Listing on locating named things
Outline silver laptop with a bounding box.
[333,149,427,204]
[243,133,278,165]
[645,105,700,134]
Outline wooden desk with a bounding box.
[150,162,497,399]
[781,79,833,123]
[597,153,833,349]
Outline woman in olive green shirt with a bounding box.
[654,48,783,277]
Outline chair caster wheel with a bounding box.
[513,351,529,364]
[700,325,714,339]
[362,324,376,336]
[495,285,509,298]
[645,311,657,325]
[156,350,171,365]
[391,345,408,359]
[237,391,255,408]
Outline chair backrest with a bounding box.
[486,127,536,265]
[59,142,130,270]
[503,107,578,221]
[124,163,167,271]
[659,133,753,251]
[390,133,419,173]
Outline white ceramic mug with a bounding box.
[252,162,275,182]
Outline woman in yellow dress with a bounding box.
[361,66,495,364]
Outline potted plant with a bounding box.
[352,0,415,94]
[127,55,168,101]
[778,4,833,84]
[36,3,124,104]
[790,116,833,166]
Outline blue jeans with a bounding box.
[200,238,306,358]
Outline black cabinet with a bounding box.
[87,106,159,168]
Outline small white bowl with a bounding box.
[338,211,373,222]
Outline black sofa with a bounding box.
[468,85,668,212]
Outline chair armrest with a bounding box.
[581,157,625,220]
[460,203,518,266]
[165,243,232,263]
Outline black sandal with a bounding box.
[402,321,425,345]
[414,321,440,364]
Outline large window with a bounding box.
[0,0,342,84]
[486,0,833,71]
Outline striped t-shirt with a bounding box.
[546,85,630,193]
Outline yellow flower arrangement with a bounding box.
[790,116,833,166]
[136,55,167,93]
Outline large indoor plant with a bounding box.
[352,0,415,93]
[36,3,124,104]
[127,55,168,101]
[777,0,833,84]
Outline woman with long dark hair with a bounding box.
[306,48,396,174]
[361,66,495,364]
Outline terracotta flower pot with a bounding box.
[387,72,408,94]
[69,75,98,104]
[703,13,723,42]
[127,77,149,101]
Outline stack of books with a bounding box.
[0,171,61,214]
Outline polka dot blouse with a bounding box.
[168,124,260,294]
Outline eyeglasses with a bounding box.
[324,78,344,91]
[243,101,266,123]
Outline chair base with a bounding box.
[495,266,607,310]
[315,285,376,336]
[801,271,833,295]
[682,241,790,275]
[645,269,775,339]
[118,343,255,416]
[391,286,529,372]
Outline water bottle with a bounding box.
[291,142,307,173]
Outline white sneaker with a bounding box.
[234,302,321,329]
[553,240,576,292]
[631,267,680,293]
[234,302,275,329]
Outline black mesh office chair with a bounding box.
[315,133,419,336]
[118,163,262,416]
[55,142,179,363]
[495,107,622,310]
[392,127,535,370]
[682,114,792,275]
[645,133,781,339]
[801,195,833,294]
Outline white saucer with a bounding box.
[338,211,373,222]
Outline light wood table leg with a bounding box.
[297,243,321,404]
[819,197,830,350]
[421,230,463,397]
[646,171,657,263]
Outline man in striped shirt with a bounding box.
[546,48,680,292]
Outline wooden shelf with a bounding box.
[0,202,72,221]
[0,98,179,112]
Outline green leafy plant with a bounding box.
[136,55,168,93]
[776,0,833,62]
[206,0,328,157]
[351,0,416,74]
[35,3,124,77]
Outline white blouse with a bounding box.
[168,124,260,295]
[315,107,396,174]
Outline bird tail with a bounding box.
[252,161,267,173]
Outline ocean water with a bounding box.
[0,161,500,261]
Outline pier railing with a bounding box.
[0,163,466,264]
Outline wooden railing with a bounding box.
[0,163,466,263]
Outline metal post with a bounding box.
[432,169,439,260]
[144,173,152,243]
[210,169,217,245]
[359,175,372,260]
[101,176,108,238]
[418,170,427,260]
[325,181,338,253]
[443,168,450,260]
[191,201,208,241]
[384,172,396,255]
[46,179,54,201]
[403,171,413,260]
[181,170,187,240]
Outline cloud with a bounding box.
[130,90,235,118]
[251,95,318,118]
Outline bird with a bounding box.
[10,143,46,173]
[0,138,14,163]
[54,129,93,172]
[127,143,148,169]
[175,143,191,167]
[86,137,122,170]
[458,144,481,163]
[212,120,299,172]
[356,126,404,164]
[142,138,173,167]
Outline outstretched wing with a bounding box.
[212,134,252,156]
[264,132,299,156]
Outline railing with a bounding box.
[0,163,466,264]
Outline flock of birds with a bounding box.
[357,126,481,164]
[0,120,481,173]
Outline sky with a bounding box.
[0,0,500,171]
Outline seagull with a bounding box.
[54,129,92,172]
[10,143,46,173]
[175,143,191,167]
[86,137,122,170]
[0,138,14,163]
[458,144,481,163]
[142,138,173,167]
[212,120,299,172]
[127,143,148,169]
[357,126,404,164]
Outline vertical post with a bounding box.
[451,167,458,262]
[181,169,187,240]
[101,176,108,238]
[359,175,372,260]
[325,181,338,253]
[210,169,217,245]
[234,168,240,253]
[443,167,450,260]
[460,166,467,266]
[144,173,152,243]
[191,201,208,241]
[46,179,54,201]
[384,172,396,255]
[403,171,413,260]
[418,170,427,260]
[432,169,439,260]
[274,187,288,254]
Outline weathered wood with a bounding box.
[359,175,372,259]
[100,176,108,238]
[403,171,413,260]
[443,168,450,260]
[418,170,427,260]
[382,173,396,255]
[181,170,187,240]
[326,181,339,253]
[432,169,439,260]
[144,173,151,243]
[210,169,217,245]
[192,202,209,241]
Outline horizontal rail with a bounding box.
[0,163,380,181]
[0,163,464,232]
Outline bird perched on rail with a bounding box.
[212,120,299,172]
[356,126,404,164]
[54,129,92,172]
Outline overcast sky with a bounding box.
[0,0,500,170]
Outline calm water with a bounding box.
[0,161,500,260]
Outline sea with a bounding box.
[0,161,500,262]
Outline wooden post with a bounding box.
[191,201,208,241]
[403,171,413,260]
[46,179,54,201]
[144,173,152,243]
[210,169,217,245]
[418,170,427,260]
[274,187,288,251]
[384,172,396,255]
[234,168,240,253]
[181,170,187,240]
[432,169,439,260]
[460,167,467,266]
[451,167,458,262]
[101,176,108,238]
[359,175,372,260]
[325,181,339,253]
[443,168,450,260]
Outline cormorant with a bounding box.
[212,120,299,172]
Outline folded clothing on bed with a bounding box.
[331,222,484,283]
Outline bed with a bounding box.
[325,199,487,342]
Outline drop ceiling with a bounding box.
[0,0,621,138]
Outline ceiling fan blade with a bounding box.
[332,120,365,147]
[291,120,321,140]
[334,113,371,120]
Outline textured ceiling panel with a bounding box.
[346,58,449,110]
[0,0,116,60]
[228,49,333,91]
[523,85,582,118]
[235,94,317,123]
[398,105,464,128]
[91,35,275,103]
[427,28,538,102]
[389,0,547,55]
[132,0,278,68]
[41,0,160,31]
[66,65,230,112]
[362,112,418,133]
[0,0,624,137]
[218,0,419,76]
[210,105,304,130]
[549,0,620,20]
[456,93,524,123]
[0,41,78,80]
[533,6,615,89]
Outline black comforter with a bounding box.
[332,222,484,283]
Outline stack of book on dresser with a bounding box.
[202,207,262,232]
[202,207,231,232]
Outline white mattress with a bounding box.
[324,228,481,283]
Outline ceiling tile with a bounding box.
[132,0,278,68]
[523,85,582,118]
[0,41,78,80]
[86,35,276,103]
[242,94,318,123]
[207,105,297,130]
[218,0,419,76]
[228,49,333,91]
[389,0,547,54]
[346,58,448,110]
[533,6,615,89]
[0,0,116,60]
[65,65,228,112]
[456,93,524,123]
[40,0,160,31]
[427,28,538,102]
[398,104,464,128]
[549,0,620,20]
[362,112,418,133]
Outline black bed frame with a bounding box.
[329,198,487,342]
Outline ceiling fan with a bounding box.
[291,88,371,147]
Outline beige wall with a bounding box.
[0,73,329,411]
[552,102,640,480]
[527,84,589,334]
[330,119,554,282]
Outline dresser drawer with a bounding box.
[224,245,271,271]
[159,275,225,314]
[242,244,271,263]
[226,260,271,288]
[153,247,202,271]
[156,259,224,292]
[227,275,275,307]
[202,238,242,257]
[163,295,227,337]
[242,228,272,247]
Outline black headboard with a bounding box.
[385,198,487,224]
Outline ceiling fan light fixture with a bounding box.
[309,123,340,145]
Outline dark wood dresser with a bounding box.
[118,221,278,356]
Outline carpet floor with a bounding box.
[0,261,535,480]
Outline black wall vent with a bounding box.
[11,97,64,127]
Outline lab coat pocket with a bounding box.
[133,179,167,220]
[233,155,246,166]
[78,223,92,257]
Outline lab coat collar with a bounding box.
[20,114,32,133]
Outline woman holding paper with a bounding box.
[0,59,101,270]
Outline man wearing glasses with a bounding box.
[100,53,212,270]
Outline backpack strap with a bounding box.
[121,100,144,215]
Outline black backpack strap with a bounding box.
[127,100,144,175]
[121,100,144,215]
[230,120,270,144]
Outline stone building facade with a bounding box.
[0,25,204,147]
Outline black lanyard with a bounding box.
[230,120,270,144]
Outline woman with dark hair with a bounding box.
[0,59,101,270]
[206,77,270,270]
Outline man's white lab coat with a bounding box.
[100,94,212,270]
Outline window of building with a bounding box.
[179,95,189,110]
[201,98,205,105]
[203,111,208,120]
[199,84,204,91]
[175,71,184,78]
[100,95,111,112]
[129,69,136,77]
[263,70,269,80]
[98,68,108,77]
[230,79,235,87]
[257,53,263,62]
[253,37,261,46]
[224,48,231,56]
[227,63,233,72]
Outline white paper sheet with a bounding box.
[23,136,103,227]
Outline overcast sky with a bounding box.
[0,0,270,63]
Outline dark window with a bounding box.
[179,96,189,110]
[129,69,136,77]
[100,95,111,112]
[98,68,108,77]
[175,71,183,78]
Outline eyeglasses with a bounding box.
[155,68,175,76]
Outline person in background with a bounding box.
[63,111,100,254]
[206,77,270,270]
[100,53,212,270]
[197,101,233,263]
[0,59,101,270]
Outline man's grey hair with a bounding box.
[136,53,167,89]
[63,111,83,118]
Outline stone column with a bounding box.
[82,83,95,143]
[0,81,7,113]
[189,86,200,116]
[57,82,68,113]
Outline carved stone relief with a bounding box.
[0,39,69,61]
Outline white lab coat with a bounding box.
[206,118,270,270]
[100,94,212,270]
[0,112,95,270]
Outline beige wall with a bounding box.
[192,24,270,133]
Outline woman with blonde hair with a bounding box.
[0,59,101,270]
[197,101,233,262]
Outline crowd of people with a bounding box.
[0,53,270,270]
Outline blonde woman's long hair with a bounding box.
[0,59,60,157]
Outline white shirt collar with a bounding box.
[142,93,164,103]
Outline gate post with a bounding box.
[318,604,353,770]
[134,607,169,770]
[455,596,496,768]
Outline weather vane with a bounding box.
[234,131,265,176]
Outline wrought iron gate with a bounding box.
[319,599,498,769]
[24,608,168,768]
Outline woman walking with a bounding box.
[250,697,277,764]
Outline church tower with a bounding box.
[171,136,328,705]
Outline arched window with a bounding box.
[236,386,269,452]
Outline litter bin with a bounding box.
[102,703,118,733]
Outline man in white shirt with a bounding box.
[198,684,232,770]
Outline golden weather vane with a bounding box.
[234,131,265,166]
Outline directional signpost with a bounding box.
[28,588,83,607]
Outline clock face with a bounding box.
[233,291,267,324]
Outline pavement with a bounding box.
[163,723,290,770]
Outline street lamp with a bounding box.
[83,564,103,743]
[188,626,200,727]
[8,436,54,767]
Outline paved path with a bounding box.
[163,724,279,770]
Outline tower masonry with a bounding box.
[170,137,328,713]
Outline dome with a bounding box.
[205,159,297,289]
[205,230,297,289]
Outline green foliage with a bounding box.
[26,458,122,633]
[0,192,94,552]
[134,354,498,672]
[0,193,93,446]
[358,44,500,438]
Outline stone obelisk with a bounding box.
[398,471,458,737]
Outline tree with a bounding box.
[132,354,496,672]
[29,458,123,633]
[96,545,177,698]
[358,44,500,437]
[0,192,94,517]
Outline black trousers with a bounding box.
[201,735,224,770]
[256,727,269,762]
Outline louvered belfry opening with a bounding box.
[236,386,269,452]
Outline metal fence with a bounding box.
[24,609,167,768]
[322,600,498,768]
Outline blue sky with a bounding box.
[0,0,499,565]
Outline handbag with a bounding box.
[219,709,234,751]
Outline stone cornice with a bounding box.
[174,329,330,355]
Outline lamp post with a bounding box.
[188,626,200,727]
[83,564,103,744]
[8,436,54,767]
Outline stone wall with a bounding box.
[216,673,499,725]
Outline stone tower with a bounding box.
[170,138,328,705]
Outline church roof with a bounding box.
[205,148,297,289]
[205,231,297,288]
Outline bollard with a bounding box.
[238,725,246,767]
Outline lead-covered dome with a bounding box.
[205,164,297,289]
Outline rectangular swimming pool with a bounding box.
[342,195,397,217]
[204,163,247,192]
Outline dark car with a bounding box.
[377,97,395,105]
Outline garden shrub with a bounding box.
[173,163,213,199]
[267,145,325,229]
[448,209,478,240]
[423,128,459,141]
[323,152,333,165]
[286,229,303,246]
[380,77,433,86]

CHALLENGE
Please update the lines from the one containing "Outline rectangular swimming" through the end of the listing, inclusive, so that "dark car" becomes "parked car" and nothing else changes.

FULL OUTPUT
Outline rectangular swimming pool with a bounding box.
[342,195,397,217]
[204,163,247,192]
Outline parked car with a bounding box.
[377,97,395,105]
Outline garden shrub with a bounding box.
[173,163,213,199]
[267,145,325,229]
[448,209,478,240]
[423,128,459,141]
[323,152,333,165]
[286,229,303,246]
[380,77,433,86]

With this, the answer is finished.